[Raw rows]
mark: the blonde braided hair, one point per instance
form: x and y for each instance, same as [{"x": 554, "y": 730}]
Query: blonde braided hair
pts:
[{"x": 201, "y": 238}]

What this task involves ▸
Format every line of the rows above as a JSON list of strings, with one string per line and any blank lines left out.

Task output ▸
[
  "mark: the blonde braided hair, one point per instance",
  "form: x and y for each instance, same as [{\"x\": 554, \"y\": 730}]",
  "Query: blonde braided hair",
  "pts:",
  "[{\"x\": 201, \"y\": 238}]"
]